• Data

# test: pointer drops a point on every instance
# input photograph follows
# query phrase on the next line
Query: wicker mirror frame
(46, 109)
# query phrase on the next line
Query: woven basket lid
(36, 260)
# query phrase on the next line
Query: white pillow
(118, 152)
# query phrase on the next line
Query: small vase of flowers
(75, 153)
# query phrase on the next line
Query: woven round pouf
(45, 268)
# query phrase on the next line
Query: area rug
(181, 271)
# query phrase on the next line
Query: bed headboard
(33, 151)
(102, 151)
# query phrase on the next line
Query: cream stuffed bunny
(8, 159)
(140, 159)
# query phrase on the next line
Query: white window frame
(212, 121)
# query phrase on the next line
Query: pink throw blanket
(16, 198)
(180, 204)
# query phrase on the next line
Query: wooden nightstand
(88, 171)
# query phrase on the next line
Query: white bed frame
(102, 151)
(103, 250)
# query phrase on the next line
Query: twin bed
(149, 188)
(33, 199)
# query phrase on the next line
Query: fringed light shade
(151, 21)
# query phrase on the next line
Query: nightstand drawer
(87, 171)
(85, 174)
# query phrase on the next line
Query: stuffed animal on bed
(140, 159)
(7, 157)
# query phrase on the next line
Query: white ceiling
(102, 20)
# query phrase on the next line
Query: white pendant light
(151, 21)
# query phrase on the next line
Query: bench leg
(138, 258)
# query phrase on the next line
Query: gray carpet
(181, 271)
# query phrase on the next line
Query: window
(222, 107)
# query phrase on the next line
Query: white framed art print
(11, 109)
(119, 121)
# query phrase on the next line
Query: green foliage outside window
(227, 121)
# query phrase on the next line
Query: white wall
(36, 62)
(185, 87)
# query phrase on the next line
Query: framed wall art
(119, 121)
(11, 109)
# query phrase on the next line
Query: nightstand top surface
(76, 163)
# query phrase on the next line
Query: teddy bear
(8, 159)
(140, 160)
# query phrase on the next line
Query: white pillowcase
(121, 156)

• Action item
Return precisely the lines of the records, starting with the line that holds "Query: framed wall art" and ending with the last one.

• Exercise result
Query: framed wall art
(119, 121)
(11, 109)
# query phrase on the next line
Query: nightstand top surface
(76, 163)
# query phrase on the next line
Query: teddy bear
(8, 159)
(140, 160)
# query phrase on the next line
Query: white pillowcase
(121, 156)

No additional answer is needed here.